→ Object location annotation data
——————————
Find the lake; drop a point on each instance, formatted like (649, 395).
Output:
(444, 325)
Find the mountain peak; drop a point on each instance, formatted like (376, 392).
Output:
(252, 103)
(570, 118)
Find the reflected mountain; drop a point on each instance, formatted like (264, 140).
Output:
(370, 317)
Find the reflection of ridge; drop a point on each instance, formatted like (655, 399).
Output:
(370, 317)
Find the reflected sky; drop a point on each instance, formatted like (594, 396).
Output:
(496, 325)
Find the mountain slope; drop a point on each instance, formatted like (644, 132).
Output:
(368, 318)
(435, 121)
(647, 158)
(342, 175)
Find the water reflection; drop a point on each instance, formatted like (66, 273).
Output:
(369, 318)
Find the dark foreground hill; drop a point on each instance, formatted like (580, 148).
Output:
——————————
Rewrite all of the rows above, swapping "drop a point" for "place a marker" wherever it appears and keeping everything else the same.

Find the lake; place a marker on each instance, formatted like (649, 395).
Output:
(444, 325)
Find the mountain peak; place a marker on each instance, formatted like (376, 392).
Output:
(252, 103)
(570, 118)
Find the reflected mountain; place a marker on each instance, formatted like (264, 140).
Output:
(370, 317)
Find the reflection of ridge; place a marker on each instance, formatted like (655, 399).
Output:
(370, 317)
Find the reflected sky; place a marker on each instance, formatted like (594, 396).
Output:
(496, 325)
Find the mountain slope; place a marker on each instance, formatted like (644, 132).
Output:
(368, 318)
(435, 121)
(647, 158)
(342, 175)
Find the water reflection; place a marker on each instance, formatted like (66, 273).
Output:
(369, 318)
Find the dark foreground hill; place a marker on each instance, formatted like (580, 148).
Output:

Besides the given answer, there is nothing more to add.